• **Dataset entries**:
- - - - -

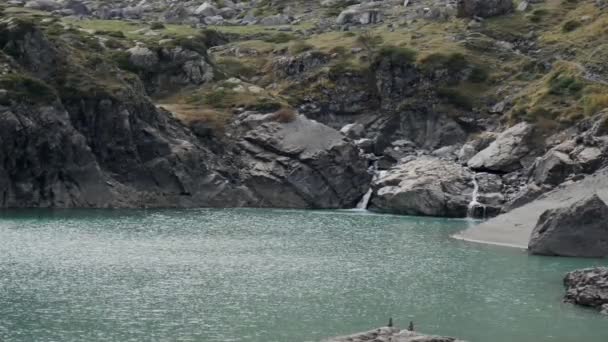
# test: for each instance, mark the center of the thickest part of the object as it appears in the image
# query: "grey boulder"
(426, 186)
(580, 230)
(506, 152)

- - - - -

• **Your instructions**: Return every line of the records above unchanged, leaving out the pictures.

• **Task response**:
# test: for each instance, mark the center of the thickest part of the object as it appears in the image
# query: "grey boulder"
(426, 186)
(580, 230)
(506, 152)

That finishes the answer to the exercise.